[Material shown Boundary: Start]

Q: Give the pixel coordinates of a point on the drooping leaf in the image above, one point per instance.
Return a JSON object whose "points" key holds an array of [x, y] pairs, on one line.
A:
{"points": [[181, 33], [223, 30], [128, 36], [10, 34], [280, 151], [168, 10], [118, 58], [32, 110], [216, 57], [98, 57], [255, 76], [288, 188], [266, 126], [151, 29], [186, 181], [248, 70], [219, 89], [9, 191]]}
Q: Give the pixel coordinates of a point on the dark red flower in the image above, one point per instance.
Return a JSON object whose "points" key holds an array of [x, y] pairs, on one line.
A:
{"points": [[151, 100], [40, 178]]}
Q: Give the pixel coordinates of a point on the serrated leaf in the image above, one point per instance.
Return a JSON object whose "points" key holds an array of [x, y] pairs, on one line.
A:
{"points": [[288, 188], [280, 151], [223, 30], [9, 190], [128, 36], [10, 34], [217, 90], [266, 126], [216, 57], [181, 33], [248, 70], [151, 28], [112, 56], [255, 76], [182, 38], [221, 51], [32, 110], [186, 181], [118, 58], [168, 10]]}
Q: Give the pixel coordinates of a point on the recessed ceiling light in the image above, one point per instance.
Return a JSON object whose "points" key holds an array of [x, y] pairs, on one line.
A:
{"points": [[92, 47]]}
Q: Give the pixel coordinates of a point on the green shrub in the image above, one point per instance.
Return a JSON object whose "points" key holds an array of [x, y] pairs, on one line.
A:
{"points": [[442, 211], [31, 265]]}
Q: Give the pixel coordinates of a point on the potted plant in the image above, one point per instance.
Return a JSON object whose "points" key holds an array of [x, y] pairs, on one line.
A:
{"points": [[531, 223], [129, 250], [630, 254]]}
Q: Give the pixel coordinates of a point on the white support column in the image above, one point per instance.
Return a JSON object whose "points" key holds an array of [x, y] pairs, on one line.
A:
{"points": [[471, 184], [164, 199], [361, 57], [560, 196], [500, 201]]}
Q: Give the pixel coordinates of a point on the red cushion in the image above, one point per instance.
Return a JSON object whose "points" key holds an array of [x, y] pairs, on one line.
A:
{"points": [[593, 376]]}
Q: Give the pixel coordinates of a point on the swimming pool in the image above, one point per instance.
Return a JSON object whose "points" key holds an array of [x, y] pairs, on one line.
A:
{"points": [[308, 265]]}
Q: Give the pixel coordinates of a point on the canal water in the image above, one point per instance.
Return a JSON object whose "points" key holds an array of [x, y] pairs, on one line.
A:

[Material shown Boundary: End]

Description of the task >> Only the lines above starting at the one containing "Q: Give the pixel coordinates of a point on the potted" and ending at the one containing "Q: Give the pixel coordinates of a point on the white", both included, are to be returned, exactly as they read.

Response to this task >>
Q: Give the pixel coordinates of a point on the potted plant in the image above, one point per instance.
Return a JSON object whose "points" key holds an array of [x, y] pairs, on one line.
A:
{"points": [[531, 223], [129, 250], [630, 254]]}
Q: Give the pixel coordinates of a point on the white support column in the image above, one point per instance.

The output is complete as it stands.